#### EXERCISE DIRECTIONS
Once you reach the line containing "Note: for this drill, mark the long", copy it and every line after it exactly, through the end of the data below.

#### DATA SHOWN
== Segment start ==

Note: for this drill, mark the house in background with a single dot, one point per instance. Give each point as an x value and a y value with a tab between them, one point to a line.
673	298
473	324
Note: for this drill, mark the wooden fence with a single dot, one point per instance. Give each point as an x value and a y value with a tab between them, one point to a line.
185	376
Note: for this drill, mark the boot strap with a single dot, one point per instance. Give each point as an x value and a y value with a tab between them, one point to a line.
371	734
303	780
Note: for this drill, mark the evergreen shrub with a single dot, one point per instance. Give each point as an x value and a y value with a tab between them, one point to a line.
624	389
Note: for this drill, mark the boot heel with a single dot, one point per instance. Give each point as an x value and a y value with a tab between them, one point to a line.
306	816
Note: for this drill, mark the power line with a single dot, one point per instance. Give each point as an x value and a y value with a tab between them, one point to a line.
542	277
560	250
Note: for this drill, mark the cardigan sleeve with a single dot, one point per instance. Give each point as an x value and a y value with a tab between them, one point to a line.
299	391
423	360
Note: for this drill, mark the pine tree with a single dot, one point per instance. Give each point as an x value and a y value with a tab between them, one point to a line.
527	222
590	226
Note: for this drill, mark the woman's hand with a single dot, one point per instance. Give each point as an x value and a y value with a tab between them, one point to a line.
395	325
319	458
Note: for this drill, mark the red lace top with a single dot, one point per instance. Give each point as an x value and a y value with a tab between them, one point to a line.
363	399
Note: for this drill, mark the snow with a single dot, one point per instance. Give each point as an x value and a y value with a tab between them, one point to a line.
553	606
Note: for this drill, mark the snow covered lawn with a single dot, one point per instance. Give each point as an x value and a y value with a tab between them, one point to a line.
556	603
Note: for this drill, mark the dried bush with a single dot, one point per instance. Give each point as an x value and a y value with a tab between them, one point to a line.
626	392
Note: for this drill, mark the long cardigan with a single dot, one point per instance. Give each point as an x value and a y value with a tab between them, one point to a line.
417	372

== Segment end ==

#### EXERCISE ANSWER
Note: for this drill, mark the long cardigan with a single dot, one point per instance. Give each point as an x value and a y value with a tab between them, one point to a line.
417	372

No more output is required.